(Coordinate annotation entries)
================

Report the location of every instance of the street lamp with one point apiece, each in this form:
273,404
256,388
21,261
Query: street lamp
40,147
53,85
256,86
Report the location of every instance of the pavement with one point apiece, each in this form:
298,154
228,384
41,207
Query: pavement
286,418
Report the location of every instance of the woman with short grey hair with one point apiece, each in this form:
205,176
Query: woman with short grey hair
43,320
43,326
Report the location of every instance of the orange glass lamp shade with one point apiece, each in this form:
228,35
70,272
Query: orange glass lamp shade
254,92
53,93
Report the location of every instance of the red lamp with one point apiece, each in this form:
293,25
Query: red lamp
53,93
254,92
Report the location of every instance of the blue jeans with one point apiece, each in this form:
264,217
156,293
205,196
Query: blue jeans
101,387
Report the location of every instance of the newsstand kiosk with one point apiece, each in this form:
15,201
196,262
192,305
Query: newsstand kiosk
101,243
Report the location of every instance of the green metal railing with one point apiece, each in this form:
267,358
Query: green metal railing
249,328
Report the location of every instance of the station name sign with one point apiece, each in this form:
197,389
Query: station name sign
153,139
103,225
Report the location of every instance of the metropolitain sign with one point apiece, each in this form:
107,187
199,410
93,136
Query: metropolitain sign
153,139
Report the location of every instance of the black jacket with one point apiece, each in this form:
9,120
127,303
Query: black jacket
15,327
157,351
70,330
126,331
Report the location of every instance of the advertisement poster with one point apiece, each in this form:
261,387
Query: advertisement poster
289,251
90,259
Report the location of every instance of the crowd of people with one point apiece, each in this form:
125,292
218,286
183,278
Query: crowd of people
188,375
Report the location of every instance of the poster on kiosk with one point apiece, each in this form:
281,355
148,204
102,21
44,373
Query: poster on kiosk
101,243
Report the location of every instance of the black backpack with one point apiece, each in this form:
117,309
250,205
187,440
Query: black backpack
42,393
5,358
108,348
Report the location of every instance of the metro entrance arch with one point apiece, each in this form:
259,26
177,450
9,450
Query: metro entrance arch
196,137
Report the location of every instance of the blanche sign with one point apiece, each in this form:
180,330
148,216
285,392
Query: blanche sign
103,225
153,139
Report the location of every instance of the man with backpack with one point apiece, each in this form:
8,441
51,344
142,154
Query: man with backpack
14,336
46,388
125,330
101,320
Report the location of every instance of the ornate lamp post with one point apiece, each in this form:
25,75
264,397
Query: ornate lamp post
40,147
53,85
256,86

================

Exercise requirements: Everything from the line containing "Report the location of every instance of the blanche" to the last line of the entries above should be quoted exactly, and only that.

The answer:
Report the location of every instance of the blanche sign with one point apiece, each in this form:
180,330
148,216
285,392
Query: blanche sign
103,225
153,139
Report the location of every instance of the man with backpack with one point apiece, each in this form:
8,441
51,344
142,154
Query: man with backpack
14,336
46,388
125,330
101,320
Report the location of every instance of the ornate lamp post with one point apiece, each in this form:
25,75
264,397
Query: ornate lamp post
40,147
53,85
256,86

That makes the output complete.